GOAL: Reproduce the material starting at the line containing "Here is your" and ending at the line containing "0,0 -> 353,93", including the requests, and offset every bounding-box coordinate in the answers by 149. Leave the sample coordinates in the stated format unchanged.

[Region annotation entries]

>> Begin

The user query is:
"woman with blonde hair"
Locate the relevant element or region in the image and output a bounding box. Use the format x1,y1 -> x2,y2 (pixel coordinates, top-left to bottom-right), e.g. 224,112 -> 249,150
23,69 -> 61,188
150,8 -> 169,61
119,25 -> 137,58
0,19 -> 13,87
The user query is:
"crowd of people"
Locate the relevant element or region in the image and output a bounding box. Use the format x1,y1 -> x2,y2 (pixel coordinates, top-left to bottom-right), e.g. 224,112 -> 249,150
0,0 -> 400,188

>> End
>> Begin

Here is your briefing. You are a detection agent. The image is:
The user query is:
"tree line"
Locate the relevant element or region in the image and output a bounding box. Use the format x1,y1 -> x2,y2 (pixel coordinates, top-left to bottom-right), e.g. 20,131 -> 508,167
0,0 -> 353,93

>> End

PROBLEM SOLUTION:
Here is your briefing. You are a detection agent. The image is:
The user query is:
"tree line"
Locate the relevant element or region in the image and output a bounding box. Use the format x1,y1 -> x2,y2 (pixel coordinates, top-left to bottom-right), e.g. 20,131 -> 508,167
149,149 -> 502,242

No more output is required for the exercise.